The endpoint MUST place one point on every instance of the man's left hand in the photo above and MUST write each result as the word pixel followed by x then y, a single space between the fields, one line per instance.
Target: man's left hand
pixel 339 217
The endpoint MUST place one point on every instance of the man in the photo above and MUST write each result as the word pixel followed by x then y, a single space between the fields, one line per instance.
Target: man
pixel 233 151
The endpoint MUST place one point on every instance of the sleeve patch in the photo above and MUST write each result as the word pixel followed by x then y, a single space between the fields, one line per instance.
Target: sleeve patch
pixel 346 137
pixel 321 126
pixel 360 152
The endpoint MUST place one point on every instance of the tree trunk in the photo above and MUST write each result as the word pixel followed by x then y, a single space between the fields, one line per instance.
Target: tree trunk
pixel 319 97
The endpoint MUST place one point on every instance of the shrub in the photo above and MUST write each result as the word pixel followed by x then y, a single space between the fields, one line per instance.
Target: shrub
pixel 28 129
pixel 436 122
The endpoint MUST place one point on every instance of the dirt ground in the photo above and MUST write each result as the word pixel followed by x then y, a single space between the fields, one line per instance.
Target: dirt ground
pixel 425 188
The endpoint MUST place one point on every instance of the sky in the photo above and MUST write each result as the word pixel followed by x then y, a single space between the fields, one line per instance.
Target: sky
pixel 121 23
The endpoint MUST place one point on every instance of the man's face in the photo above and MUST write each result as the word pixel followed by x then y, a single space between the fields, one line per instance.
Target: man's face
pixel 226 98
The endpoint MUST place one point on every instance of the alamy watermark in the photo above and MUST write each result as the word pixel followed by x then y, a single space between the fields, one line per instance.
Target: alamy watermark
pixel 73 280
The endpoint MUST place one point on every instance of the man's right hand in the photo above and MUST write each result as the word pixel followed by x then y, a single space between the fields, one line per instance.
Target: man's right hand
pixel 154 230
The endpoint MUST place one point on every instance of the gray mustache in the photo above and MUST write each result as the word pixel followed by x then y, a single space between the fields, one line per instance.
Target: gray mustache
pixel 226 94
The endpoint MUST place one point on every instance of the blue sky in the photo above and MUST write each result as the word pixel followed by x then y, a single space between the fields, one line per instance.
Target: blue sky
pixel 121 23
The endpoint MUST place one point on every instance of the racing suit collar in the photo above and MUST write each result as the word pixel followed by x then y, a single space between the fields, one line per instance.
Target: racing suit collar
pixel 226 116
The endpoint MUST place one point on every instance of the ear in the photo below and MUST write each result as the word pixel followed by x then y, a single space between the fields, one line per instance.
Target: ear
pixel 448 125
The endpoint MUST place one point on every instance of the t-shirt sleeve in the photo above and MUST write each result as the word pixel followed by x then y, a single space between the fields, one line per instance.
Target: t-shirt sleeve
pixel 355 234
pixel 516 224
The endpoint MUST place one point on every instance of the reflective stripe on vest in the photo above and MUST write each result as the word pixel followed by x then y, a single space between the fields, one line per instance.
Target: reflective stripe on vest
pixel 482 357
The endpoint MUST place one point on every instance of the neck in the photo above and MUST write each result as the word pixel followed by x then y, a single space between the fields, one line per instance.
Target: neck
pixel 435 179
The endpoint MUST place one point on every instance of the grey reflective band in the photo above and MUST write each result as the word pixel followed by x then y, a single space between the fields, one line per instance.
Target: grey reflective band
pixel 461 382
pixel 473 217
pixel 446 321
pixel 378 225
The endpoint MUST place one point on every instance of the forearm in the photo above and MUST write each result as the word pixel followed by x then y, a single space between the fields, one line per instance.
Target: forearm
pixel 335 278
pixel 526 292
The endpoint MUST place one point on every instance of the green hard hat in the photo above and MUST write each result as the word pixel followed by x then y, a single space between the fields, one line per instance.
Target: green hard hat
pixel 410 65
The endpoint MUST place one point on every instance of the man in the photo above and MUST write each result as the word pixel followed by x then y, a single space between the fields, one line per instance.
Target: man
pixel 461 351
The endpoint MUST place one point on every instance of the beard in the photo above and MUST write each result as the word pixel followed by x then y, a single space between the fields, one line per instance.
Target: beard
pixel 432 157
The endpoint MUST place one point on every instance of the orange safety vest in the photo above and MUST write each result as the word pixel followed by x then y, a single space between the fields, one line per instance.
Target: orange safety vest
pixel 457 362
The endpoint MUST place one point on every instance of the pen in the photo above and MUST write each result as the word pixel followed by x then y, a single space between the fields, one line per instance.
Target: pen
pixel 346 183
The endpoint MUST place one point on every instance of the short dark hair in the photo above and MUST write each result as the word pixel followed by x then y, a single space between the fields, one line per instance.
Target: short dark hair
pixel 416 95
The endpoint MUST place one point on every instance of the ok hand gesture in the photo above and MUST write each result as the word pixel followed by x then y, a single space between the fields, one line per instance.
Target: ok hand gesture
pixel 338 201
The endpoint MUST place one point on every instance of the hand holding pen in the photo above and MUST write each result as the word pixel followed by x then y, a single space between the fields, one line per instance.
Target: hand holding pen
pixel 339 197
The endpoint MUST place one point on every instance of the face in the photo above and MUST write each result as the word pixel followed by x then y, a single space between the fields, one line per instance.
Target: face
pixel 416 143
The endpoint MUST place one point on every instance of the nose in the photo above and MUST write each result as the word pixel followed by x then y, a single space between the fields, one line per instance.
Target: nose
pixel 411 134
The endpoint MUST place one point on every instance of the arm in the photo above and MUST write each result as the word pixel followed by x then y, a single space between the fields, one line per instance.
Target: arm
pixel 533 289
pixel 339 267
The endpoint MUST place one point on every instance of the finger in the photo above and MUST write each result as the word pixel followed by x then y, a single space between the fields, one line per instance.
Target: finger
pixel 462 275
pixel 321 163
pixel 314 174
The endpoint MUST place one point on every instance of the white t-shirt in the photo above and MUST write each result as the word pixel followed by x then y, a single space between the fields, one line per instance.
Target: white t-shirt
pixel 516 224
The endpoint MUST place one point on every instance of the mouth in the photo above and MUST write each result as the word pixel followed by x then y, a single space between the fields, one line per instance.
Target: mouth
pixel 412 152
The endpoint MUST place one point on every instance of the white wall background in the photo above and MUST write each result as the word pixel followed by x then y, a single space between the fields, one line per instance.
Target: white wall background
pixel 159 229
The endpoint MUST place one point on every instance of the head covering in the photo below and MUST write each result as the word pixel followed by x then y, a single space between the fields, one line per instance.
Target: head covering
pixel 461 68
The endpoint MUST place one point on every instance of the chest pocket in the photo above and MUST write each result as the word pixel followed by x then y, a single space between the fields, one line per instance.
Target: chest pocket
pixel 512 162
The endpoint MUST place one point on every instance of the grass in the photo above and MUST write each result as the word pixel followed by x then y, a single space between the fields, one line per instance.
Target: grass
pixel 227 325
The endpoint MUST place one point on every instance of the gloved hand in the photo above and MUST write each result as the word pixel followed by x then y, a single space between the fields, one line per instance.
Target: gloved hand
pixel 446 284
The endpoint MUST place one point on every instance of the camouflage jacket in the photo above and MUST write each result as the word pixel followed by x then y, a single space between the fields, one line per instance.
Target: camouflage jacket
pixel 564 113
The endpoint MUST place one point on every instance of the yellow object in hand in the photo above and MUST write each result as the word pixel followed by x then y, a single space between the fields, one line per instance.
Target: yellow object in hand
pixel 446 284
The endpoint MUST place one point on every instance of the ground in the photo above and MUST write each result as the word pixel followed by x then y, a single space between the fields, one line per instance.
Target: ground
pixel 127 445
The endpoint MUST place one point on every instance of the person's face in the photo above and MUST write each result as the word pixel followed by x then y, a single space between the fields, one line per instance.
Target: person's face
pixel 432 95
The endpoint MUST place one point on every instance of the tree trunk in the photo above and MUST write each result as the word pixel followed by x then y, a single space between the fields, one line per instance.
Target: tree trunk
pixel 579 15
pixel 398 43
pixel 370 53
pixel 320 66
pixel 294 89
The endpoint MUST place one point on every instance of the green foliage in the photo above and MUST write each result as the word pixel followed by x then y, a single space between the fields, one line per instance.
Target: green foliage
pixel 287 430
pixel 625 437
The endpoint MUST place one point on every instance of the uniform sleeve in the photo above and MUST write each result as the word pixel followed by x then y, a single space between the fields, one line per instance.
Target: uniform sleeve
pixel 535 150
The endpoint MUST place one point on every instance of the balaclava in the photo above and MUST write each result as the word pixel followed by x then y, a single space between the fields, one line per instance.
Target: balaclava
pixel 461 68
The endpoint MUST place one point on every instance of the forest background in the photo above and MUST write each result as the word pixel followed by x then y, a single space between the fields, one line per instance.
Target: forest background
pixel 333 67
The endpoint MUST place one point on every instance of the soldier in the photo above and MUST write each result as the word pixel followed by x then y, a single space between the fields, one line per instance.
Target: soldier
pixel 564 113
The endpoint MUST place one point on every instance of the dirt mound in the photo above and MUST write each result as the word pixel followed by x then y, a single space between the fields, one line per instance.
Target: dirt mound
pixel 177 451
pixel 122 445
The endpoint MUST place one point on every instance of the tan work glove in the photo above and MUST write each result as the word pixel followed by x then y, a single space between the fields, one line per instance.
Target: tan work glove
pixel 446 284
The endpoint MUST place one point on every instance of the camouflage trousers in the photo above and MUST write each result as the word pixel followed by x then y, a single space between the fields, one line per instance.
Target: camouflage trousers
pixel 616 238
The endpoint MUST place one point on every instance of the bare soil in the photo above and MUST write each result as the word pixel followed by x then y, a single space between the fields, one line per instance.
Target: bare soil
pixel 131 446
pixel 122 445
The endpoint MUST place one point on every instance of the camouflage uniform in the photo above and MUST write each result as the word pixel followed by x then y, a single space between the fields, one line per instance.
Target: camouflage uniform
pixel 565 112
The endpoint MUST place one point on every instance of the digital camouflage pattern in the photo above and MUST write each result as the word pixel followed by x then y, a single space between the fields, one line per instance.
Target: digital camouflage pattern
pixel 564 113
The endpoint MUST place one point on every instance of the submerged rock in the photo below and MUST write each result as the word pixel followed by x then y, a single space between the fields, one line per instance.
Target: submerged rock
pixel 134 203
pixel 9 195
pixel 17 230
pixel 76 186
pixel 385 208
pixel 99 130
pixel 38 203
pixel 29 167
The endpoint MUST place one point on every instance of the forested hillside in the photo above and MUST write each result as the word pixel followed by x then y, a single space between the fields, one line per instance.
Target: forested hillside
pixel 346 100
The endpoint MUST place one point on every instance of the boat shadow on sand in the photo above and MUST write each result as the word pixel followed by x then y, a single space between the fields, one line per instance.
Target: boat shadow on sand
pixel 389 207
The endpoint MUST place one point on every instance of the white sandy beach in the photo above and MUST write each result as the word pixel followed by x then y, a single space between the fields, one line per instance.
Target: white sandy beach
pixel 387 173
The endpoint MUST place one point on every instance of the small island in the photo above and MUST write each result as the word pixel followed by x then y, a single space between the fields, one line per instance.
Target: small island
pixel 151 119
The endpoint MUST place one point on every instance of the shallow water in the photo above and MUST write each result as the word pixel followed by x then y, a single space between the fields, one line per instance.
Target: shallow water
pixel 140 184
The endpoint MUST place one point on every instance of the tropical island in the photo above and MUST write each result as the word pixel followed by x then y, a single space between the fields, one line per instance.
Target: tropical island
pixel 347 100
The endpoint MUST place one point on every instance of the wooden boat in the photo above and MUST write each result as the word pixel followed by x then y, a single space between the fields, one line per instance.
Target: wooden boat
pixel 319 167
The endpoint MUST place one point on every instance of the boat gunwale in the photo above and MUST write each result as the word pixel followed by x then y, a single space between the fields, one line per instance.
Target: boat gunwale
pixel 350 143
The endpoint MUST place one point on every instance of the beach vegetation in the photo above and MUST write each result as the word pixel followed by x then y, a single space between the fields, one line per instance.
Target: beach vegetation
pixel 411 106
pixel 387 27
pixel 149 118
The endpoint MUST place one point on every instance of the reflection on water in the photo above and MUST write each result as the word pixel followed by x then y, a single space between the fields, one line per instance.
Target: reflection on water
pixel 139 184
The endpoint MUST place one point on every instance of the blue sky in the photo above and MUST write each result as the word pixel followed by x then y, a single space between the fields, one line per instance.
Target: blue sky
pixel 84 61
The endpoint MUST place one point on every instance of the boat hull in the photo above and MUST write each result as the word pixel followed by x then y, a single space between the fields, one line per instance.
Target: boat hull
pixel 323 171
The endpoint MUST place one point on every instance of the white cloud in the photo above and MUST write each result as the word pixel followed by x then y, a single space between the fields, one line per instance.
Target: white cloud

::::::

Copy the records from the beginning through the line containing "pixel 425 188", inclusive, swapping "Target" for "Object" and leaving everything else unchanged.

The endpoint MUST place one point on every instance of the man's left hand in the photo above and MUST write each result as the word pixel followed by x then y, a single space between the fields, one line per instance.
Object: man's left hand
pixel 339 217
The endpoint MUST place one point on every instance of the man in the photo above and MUST write each result as the word pixel followed by x then y, a single space between the fields, one line per instance.
Object: man
pixel 233 151
The endpoint MUST place one point on every instance of the sleeve patch in the photo above and MUST write each result as the word pixel followed by x then y, a single space between the fields, one line per instance.
Object: sleeve patch
pixel 346 137
pixel 321 126
pixel 360 152
The endpoint MUST place one point on every instance of the tree trunk in the photo above and MUST write each result as the word pixel followed by x then y, a single space between the fields, one line per instance.
Object: tree trunk
pixel 319 97
The endpoint MUST place one point on every instance of the shrub in the photo above and MUST write each result as the word pixel followed by x then y, a single space between the fields, one line per instance.
Object: shrub
pixel 28 129
pixel 436 122
The endpoint MUST place one point on every instance of the dirt ground in the photo above and MUST write each result as the word pixel followed by x then y, a single space between the fields, one line per instance.
Object: dirt ground
pixel 425 188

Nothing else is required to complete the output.